EXCERPT PROVIDED:
++++++++++

Towards Proper Differential Analysis of Static Analysis Engine Changes

(1)

Towards Proper Differential Analysis of Static Analysis Engine Changes

Gábor Horváth, Réka Kovács, Péter Szécsi

Abstract: The design and implementation of heuristics for static analysis engines require detailed knowledge about the code to be analyzed. Extensive testing is therefore required to validate whether a change to the analysis engine is beneficial for real-world software projects.

The current practice of testing an analyzer on a fixed set of projects is not sufficient. Changes in the engine might affect language features that are utilized by only a fraction of the projects in the test suite. We explore a direction to ease the design of differential analysis experiments on a dynamic set of projects. This involves semi-automatic generation of the test set and evaluation of analysis results before and after applying changes to the engine. As the presented framework includes tools that aid the interpretation, reproduction, and sharing of analysis results, it might be valuable for a wide range of developers in the community.

Keywords:static analysis, symbolic execution, Clang, testing

Introduction

The proposition of a new patch to a static analysis engine involves disclosing information about the possible effects of the change. This normally includes analysis results on a few software projects before and after applying the patch.

++++++++++

SOURCE MATERIAL:
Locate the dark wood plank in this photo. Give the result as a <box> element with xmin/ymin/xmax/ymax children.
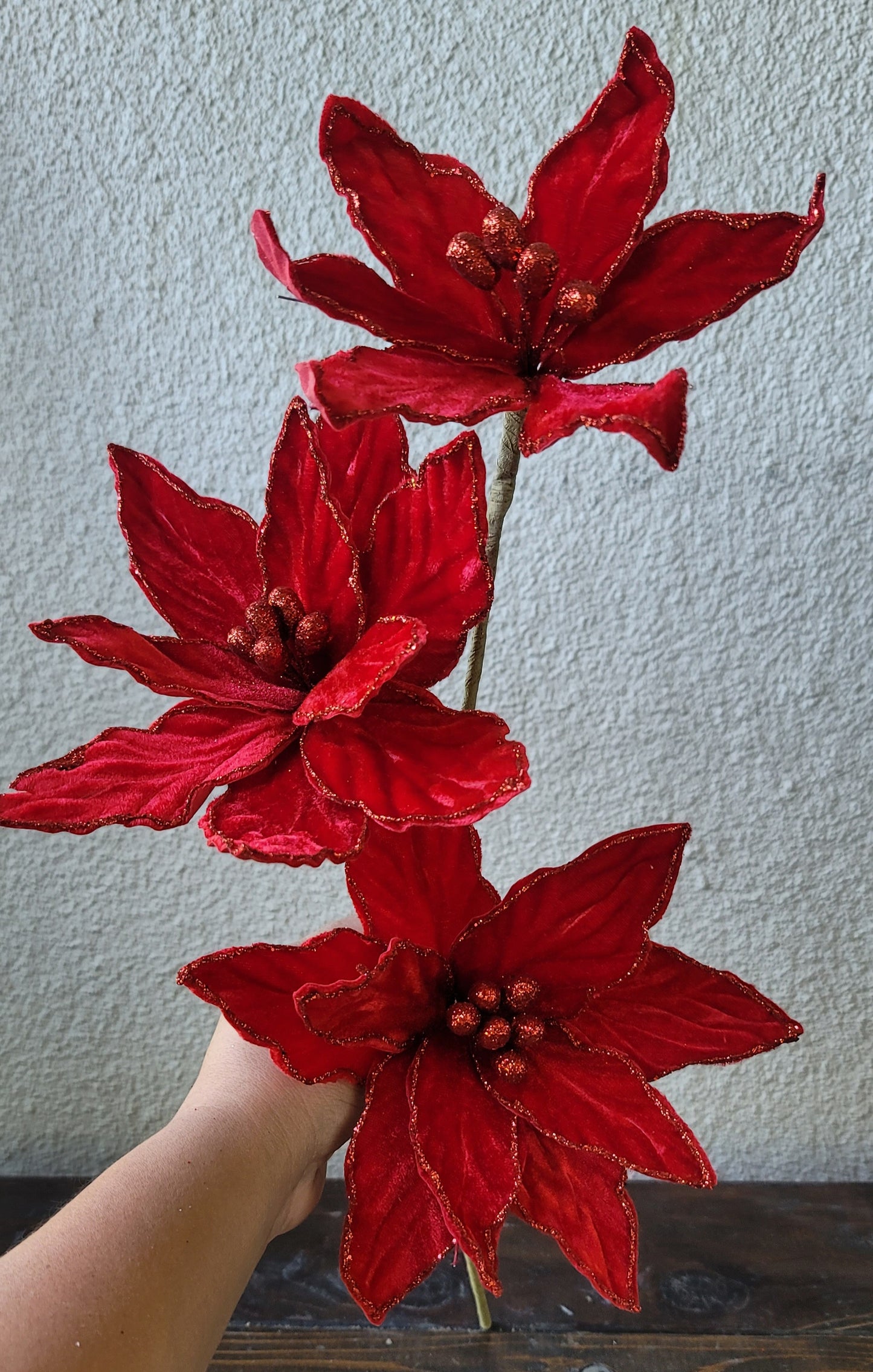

++++++++++

DIRECTIONS: From the excerpt on static analysis engine changes, reproduce the passage between "Abstract: The design" and "real-world software projects.", inclusive.

THE RESPONSE:
Abstract: The design and implementation of heuristics for static analysis engines require detailed knowledge about the code to be analyzed. Extensive testing is therefore required to validate whether a change to the analysis engine is beneficial for real-world software projects.